Task goal: Please write out all of the entries exactly as they appear.
** Opening Input data block **
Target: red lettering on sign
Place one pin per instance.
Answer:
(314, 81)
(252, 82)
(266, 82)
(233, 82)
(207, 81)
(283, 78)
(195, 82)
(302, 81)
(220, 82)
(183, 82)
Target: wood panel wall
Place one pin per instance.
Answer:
** Closing Input data block **
Solution for this task:
Target: red lettering on sign
Place one pin per instance.
Answer:
(314, 81)
(252, 82)
(266, 82)
(233, 82)
(207, 81)
(283, 78)
(195, 82)
(302, 81)
(220, 82)
(183, 82)
Target: wood panel wall
Place one pin per instance.
Answer:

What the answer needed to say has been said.